__DOCUMENT PASSAGE__:
┄┄┄┄┄┄
Africa Day 2022 – Towards Africa’s Rebirth (Part I): Africa’s Separatist Movements – The case for a new approach



Author: The Prebendary (

After the November 2015 Paris terror attacks President Obama proclaimed “Nous sommes tous Francais,” meaning “we are all French”, recalling the French newspaper headline in the days after the 9/11 attacks in 2001, “Nous sommes tous Americains.” (“We are all Americans”). But the truth is that we are not ‘all French’, nor are we ‘all Americans’! In the real world, the value of human beings is directly proportional to the priority placed on them by their own nation / race. American lives are valued because the USA places a high premium on the lives of their citizens, as do the French. If Africans / blacks fail to value their own people, others will not value them. This explains why, when worse catastrophe than the US or French terror attacks occur in Africa, no one proclaims “Nous sommes tous Africains!.” The most pernicious form of racism is not when others disvalue you, but when you disvalue yourself.

Africa Day is marked every May 25 to commemorate the founding of the Organization of African Unity (OAU), the African Union (AU)’s precursor on 25 May 1963. The year 2022 signifies the 20th anniversary of the AU (founded in 2002). This three-part reflection to mark the occasion will focus on three key ways in which Africa could demonstrate that it values its own people. Namely: by how Africa treats its separatist movements (political); by the philanthropic synergy of African private sector (economic), and by the promotion of an African lingua franca (cultural).

In this first part of the trilogy, the main point being made is that Africa should develop the willingness to amicably redraw its borders, without bloodshed. The political maturity that does not criminalize separatist agitation is particularly apt for Africa, whose national borders were determined by imperialist fiat, without African input.

Incidentally, the AU Theme for the year 2022 is Strengthening Resilience in Nutrition and Food Security on the African Continent. Africa’s worst famines have not been the result of poverty or climate change, but civil conflicts. Therefore, the most important way to avoid food insecurity in Africa is to prevent civil crises, which are often caused by the mishandling of separatist/rebel movements. Two of Africa’s worst famines in history were the Biafran famine (which inspired the formation of Médecins Sans Frontières in France) and the Ethiopian famine during the Eritrean war (which inspired Band-Aid in the UK and “We Are the World” in the USA). Both famines could have been totally avoided or greatly attenuated if the conflicts in Nigeria and Ethiopia had been resolved through referendums.

African governments (and the OAU/AU) have tended to regard separatism as taboo. This attitude needs to change, because the wastage of lives in Africa to retain troubled national unions is among the most catastrophic: Biafra cost 3 million lives, South Sudan cost 2 million lives and Eritrea cost 1 million lives (by comparison, Yugoslavia cost 260,000 lives; Chechnya 200,000 lives; Sri Lanka, 70,000 lives; and Kashmir, 60,000 lives).

Although formal colonization of Africa ended by 1980, it has been replaced by neocolonialism, with Western powers retaining economic control. Opponents of the neocolonial theory argue that excessive blame is placed on colonialism for Africa’s modern problems. Instead, bad governance is the real culprit. But it is precisely because African nations are artificial colonial contraptions that they do not inspire the depth of patriotism or quality of statesmanship needed for good leadership. In addition, African governments expend so much energy on “ethnic arithmetic” that they cannot focus squarely on development agendas. Moreover, because the citizens of Africa’s artificial nations lack uniting ethos, they can hardly speak with a common voice or to hold their leaders accountable. This lack of accountability in turn emboldens African leaders towards more and more impunity, creating an endless vicious circle.
┄┄┄┄┄┄
__GIVEN PROBLEM 1__:
Answer these questions about the Africa Day essay:
(a) On what date is Africa Day marked each year, and what does it commemorate?
(b) How many lives does the essay say Biafra cost?
(c) What is the AU Theme for the year 2022?
The listing that follows is unrelated to the text above.
┄┄┄┄┄┄
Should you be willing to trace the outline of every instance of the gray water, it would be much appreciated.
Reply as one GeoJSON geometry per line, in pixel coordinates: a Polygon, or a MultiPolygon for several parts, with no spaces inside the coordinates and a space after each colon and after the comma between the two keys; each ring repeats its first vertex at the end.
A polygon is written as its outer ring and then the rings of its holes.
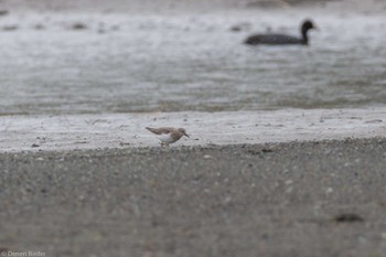
{"type": "Polygon", "coordinates": [[[385,106],[386,15],[313,13],[310,46],[242,44],[269,28],[299,34],[305,17],[2,18],[0,115],[385,106]]]}

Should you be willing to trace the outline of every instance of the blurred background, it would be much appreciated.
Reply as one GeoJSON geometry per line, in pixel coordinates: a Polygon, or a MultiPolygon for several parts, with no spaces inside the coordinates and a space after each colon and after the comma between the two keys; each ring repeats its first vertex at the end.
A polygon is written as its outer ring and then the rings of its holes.
{"type": "Polygon", "coordinates": [[[0,0],[0,115],[386,105],[383,0],[0,0]]]}

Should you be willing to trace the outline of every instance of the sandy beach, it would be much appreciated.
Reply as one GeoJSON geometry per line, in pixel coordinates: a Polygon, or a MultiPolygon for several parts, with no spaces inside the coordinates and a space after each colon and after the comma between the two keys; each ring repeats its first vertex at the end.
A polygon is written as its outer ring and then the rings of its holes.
┄┄┄┄┄┄
__GIVEN PROBLEM 2__: Copy the lines of the listing word for word, beginning with the line that contains "beach, it would be much appreciated." and continuing to the end of the listing.

__FULL RESPONSE 1__:
(a) May 25; it commemorates the founding of the Organization of African Unity (OAU) on 25 May 1963.
(b) 3 million lives.
(c) Strengthening Resilience in Nutrition and Food Security on the African Continent.

__FULL RESPONSE 2__:
Should you be willing to trace the outline of every instance of the sandy beach, it would be much appreciated.
Reply as one GeoJSON geometry per line, in pixel coordinates: a Polygon, or a MultiPolygon for several parts, with no spaces inside the coordinates and a space after each colon and after the comma between the two keys; each ring repeats its first vertex at the end.
A polygon is written as its outer ring and then the rings of its holes.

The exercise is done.